### Objetivo do exercício
Transcreva fielmente todas as linhas das entradas abaixo, sem qualquer alteração.

### Entradas de origem
========

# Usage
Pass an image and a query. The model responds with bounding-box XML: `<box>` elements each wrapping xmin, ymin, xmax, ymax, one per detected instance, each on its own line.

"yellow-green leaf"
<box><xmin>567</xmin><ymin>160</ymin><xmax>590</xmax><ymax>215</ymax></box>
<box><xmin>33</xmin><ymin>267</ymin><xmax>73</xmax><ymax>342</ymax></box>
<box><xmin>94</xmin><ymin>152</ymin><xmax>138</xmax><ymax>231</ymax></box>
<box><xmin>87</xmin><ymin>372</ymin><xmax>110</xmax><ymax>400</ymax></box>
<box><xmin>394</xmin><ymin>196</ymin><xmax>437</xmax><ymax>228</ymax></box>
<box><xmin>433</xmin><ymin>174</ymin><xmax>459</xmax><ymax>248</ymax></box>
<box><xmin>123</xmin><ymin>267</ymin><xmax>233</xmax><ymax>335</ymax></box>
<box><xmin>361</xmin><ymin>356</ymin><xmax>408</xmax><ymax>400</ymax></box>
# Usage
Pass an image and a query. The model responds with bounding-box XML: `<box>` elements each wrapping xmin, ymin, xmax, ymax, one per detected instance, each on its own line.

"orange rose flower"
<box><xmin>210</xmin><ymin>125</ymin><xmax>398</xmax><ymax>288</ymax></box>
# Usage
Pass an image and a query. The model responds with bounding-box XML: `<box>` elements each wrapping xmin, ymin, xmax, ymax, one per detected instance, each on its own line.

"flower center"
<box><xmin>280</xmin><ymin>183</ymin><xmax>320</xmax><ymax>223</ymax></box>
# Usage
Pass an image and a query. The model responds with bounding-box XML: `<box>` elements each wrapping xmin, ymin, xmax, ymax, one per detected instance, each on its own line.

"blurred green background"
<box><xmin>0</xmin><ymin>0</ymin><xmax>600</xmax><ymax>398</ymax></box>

========

### Solução completa
# Usage
Pass an image and a query. The model responds with bounding-box XML: `<box>` elements each wrapping xmin, ymin, xmax, ymax, one per detected instance, each on its own line.

"yellow-green leaf"
<box><xmin>567</xmin><ymin>160</ymin><xmax>590</xmax><ymax>215</ymax></box>
<box><xmin>33</xmin><ymin>267</ymin><xmax>73</xmax><ymax>342</ymax></box>
<box><xmin>94</xmin><ymin>152</ymin><xmax>138</xmax><ymax>231</ymax></box>
<box><xmin>87</xmin><ymin>372</ymin><xmax>110</xmax><ymax>400</ymax></box>
<box><xmin>394</xmin><ymin>196</ymin><xmax>437</xmax><ymax>228</ymax></box>
<box><xmin>433</xmin><ymin>174</ymin><xmax>459</xmax><ymax>248</ymax></box>
<box><xmin>123</xmin><ymin>267</ymin><xmax>233</xmax><ymax>335</ymax></box>
<box><xmin>361</xmin><ymin>356</ymin><xmax>408</xmax><ymax>400</ymax></box>
# Usage
Pass an image and a query. The model responds with bounding-box XML: `<box>` elements each wrapping xmin, ymin, xmax, ymax, one per detected instance, each on its own line.

"orange rose flower"
<box><xmin>210</xmin><ymin>125</ymin><xmax>398</xmax><ymax>288</ymax></box>
# Usage
Pass an image and a query. The model responds with bounding-box XML: `<box>` elements each wrapping xmin, ymin, xmax, ymax, one per detected instance, each on its own line.

"flower center"
<box><xmin>280</xmin><ymin>183</ymin><xmax>320</xmax><ymax>223</ymax></box>
# Usage
Pass an image and a query. The model responds with bounding-box XML: `<box>` elements each wrapping xmin, ymin, xmax, ymax, one per detected instance, each on its own line.

"blurred green background"
<box><xmin>0</xmin><ymin>0</ymin><xmax>600</xmax><ymax>398</ymax></box>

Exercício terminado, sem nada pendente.